→ **Task instructions**:
Rewrite the rows below, switching every "dropping one pin per instance" to "placing one marker per instance" and leaving all other text unchanged.

→ **Input**:
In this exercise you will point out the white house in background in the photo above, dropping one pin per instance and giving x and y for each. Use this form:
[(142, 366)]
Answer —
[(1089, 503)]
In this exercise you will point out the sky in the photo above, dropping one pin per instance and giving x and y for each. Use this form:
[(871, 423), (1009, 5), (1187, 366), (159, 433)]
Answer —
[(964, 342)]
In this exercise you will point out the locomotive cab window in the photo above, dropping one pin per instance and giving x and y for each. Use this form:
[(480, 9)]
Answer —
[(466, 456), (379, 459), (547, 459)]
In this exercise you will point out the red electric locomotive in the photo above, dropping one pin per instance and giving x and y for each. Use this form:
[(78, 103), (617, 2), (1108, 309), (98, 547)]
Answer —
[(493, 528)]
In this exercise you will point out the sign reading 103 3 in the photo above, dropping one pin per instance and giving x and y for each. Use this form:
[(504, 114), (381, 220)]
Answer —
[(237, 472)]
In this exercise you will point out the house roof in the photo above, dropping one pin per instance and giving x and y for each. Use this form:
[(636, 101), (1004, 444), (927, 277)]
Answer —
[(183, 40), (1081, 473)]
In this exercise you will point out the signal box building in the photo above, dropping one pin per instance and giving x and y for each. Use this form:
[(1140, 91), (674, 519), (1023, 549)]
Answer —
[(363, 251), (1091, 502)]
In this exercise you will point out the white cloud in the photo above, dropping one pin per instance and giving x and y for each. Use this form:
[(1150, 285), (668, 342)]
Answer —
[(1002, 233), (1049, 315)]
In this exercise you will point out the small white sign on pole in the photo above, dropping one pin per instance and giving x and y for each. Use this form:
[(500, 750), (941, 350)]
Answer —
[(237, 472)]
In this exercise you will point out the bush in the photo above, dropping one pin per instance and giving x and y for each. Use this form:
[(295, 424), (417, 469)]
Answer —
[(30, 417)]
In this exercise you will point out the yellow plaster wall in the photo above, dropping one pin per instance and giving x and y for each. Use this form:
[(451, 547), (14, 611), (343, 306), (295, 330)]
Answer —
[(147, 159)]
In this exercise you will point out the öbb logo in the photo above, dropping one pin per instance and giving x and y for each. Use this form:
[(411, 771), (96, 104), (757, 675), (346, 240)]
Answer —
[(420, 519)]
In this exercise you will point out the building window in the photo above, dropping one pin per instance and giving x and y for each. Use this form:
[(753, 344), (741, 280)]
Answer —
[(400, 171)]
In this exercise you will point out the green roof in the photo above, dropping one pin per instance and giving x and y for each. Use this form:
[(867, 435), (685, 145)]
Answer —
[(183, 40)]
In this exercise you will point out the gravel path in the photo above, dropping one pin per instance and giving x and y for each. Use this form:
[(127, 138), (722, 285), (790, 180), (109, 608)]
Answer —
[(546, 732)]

→ **Output of the exercise**:
In this exercise you will point out the white house in background in the photo above, placing one marker per instance and giving x and y for each. Use this form:
[(142, 366)]
Answer —
[(1089, 503)]
In this exercise you will point out the sky in the photo above, placing one marker per instance and giving x and y for each. Use this form:
[(871, 423), (1009, 5), (1187, 366), (159, 433)]
Answer —
[(964, 342)]
In this exercise you will point out the locomotive cab window in the photo above, placing one marker per instance and giving x and y for each. Use this form:
[(480, 9)]
Answer —
[(466, 456), (379, 459), (547, 459)]
In this exercise you will point out the red electric locomotive in the photo above, placing one marker per instance and giving x and y for each. Use this form:
[(78, 103), (617, 2), (1108, 309), (98, 547)]
Answer —
[(493, 528)]
In this exercise you will point out the sign reading 103 3 in the photo above, placing one marker per instance and giving x and y for each. Use this form:
[(504, 114), (381, 220)]
Answer —
[(237, 472)]
In this exercise you will point out the house roof in the photo above, placing one marker per instance and giving x and y for each. Use this form:
[(636, 101), (1004, 444), (927, 277)]
Answer —
[(183, 40), (1081, 473)]
In this exercise you will point out the signal box building in the photo above, placing one marker per instance and giving x and y for each. Use this form:
[(1140, 91), (674, 519), (1023, 549)]
Answer —
[(363, 251), (1091, 502)]
In this exercise you will point out the white cloud in the photo above, placing one marker per instance and giving x and y for each. Use this form:
[(1150, 285), (668, 342)]
Answer —
[(1002, 233), (1049, 315)]
In this exercise you will point out the small white sign on pole in the photo above, placing one marker per instance and giving x and y for each. Use this form:
[(500, 750), (941, 350)]
Answer —
[(237, 472)]
In this exercise you will point out the bush in the photo above, placing one marker per instance and giving x and y for each. Use this form:
[(295, 424), (417, 469)]
Answer —
[(30, 417)]
In this exercise you will point out the yellow plaster wall in the photo above, placing one marker per instance and giving x and y for each. Use this form:
[(451, 547), (14, 611), (343, 306), (295, 330)]
Answer —
[(147, 159)]
In this exercise you will point out the öbb logo in the photo above, placing one marker per instance and giving x and y for each. Use this form:
[(411, 771), (96, 104), (757, 675), (346, 240)]
Answer —
[(420, 519)]
In this exercise you will point out the building window in the photo above, placing one marker per instance and giving x and y for each. Use this form:
[(753, 344), (741, 280)]
Answer —
[(400, 171)]
In this exercise you will point out the green roof in the photo above, placing one marker per instance and giving x and y for each. Use this form:
[(867, 435), (685, 145)]
Answer —
[(183, 40)]
In this exercise you will point out the gravel path in the photo above, placing one marker per instance and giving x and y for each. Use this form:
[(127, 138), (722, 285), (790, 180), (109, 608)]
Answer —
[(546, 732)]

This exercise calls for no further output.